• [To-do list]:
1. Can you turn the paragraph of the Floyd and Oogie piece that begins "A lot of talented people" into a short list of its main facts?
2. Would you return, word for word, everything in the Floyd and Oogie piece from "Every one of" down to "with that style."?

• [Reading passage]:
◆ ◆ ◆ ◆ ◆

A lot of talented people are on the show and deserve credit. Of course, there’s Floyd – and his puppets; the most popular of which is Oogie, literally Floyd’s right-hand man. By his own admission, and on-air jokes, he is a very bad ventriloquist. To offset this, the camera is always on the puppet in a skit. This seems to make the puppet quite human.

(Oogie)’ll like it when I tell him that tonight. That’s the whole purpose of doing that. I mean, ventriloquism is one thing as an art, but to do it on a television you’ve got to be crazy. Shari Lewis is the best, she’s phenomenal, but even guys like Edgar Bergen and other famous ventriloquists had a hard time on TV; that camera’s so sensitive, even if you’re not talking, it looks like your lips are moving. When I do a live show, especially if it’s in a school or a big gym or something, people think I’m great. Put the mike in front of you, talk like this [he covers his mouth], and they can’t even see your face, let along your lips moving, from like the 15th row, and I love that. Then people say, “Wow, you’re really great on TV, you know, but you’re better in person as a ventriloquist.” They don’t know. To tell you the truth, I can’t stand ventriloquist acts that just treat the puppet like a dummy. The guy gets up and all they do is jokes, so I tried to make Oogie not like a puppet.

Oogie is even a recording star now. Records? There are two out, and a third is planned. So far, they’re only available in New Jersey or at live appearances. The records are great, and you can even dance to them. Floyd wrote all the songs, plays piano…

Every one of my relatives plays at least one instrument. I play three chords on the guitar. I used to play the trumpet pretty good, but you’ve got to work at it, keep that embouchure up. I’ve played an accordion on my show. Piano’s really it. I had lessons from when I was about 7 until 12; a classical background. Jimmy Durante had a big influence on me; I used to get a kick out of the way he played, so I stared fooling around with that style.

◆ ◆ ◆ ◆ ◆

• [Stored records]:
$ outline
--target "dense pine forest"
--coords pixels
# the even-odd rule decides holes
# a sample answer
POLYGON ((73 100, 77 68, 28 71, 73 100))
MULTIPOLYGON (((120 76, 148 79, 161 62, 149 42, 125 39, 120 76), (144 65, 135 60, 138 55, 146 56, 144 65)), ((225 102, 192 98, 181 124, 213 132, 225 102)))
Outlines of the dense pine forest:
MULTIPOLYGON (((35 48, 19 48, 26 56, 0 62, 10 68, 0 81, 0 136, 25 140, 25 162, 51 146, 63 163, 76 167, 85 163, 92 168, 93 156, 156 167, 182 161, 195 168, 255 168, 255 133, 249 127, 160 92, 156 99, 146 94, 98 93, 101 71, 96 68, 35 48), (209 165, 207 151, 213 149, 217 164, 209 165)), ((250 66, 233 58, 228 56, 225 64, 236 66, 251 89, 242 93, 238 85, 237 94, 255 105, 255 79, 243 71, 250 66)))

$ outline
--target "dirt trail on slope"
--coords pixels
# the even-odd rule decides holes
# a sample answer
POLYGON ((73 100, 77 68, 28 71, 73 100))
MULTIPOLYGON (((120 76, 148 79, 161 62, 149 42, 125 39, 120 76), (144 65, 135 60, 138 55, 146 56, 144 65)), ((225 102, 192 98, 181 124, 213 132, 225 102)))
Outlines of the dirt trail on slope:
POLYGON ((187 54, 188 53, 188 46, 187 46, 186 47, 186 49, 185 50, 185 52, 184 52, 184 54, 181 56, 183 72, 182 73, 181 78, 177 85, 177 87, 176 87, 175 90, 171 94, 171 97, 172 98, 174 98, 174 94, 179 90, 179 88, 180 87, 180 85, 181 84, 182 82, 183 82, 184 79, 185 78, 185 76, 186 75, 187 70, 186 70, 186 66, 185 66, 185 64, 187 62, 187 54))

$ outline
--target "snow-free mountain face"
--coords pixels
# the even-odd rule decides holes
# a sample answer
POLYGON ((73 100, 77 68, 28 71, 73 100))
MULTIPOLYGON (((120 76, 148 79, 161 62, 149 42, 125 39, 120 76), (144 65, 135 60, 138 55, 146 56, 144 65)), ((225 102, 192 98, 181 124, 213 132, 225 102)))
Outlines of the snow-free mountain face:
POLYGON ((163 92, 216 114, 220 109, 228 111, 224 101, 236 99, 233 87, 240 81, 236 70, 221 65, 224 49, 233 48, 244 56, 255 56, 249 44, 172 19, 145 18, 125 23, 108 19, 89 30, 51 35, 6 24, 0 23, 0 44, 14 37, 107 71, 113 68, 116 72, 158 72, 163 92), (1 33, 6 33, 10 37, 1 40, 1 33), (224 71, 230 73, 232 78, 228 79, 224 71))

◆ ◆ ◆ ◆ ◆

• [Task-by-task results]:
1.
- Many talented people work on the show and deserve credit, among them Floyd and his puppets.
- Oogie is the most popular puppet and is literally Floyd's right-hand man.
- Floyd admits, and jokes on air, that he is a very bad ventriloquist.
- To offset this, the camera always stays on the puppet during a skit, which makes the puppet seem quite human.

2.
Every one of my relatives plays at least one instrument. I play three chords on the guitar. I used to play the trumpet pretty good, but you’ve got to work at it, keep that embouchure up. I’ve played an accordion on my show. Piano’s really it. I had lessons from when I was about 7 until 12; a classical background. Jimmy Durante had a big influence on me; I used to get a kick out of the way he played, so I stared fooling around with that style.